(Work instruction) Return all of the lines below exactly as they are.

(Exercise materials)
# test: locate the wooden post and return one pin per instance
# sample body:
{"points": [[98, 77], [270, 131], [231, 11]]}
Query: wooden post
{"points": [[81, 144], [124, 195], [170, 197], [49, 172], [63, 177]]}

(Your solution)
# test: locate the wooden post and return one pin per instance
# sample body:
{"points": [[98, 77], [270, 131], [231, 11]]}
Query: wooden post
{"points": [[81, 144], [124, 195], [170, 197], [49, 172], [63, 177]]}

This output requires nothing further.